■ DOCUMENT PASSAGE:
--

This afternoon I ventured outside to catch a glimpse of something, anything, to free myself from the grey hopelessness of exile.

Earlier in the day, I had been to the local shop (in this little country town we have one shop, a butcher’s, a pub, a garage and a post office). For the last few weeks I have been reluctant to go to any of these places for fear that someone will ask me about Ming’s car accident, for fear that I will stumble into defensiveness, for fear that I will cry in public. So far, I have braved the shop twice. Today was my third time and I thought I would be okay, but when the shopkeeper looked at me knowingly and asked how I was, I started to say fine then, without warning, my eyes filled with tears and, when she reached over the counter to hug me, I was undone. Thankfully there were no other customers and I recovered myself quickly, making a quick escape to home – to my hiding place.

--

■ QUESTIONS ON THE MATERIAL:
A – In the passage about the visit to the country-town shop, what did the shopkeeper do when the narrator's eyes filled with tears?
B – Carry on the passage about the visit to the country-town shop, starting after its final sentence.
The items that come after this passage are separate material and unrelated to it.

--

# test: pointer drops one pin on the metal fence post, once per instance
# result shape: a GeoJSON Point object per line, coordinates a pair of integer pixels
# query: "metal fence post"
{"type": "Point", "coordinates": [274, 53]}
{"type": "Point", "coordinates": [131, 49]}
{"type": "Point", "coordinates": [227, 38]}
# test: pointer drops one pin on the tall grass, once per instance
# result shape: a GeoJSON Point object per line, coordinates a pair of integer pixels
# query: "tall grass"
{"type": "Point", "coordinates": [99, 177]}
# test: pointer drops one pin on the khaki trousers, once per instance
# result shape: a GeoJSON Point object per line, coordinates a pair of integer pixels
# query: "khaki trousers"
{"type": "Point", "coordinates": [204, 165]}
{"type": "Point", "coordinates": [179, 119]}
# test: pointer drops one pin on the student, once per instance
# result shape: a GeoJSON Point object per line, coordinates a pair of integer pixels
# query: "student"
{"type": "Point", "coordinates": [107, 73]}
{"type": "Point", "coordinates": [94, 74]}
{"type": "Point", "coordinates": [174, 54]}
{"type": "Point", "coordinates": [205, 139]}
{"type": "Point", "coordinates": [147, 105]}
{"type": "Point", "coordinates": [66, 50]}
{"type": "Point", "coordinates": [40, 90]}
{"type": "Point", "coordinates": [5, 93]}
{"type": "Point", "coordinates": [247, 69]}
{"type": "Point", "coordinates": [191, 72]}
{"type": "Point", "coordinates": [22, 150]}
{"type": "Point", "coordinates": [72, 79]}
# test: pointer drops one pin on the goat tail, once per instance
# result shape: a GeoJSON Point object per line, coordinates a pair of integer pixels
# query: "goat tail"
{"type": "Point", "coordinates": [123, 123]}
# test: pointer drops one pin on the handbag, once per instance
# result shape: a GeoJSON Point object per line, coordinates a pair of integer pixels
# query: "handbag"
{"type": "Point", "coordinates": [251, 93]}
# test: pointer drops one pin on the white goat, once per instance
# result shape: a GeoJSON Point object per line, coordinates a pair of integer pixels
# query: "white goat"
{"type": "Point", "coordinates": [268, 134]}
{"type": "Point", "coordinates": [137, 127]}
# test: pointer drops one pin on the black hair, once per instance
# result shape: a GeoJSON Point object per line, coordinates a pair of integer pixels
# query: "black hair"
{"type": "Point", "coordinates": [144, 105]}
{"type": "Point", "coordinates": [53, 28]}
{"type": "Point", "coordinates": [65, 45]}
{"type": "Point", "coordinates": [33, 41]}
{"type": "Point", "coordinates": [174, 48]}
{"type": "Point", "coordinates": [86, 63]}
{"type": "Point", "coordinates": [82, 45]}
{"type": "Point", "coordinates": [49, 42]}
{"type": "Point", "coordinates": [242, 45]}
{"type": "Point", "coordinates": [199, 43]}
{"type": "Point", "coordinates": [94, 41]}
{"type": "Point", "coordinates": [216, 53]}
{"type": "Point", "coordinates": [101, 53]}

--

■ RESULTS:
A – She reached over the counter to hug the narrator.

B –
Yesterday someone asked me how Ming was coping with the fact that his ute (truck) was wrecked and the question almost felt like an assault. “He doesn’t care in the least about his ute; he only cares about the children injured. The ute doesn’t matter to any of us,” I said, my heartbeat thundering.

This afternoon I ventured outside to catch a glimpse of something, anything, that wasn’t grey. Each photo I took reminded me of how important hope is, and of how important every single member of my family is to me.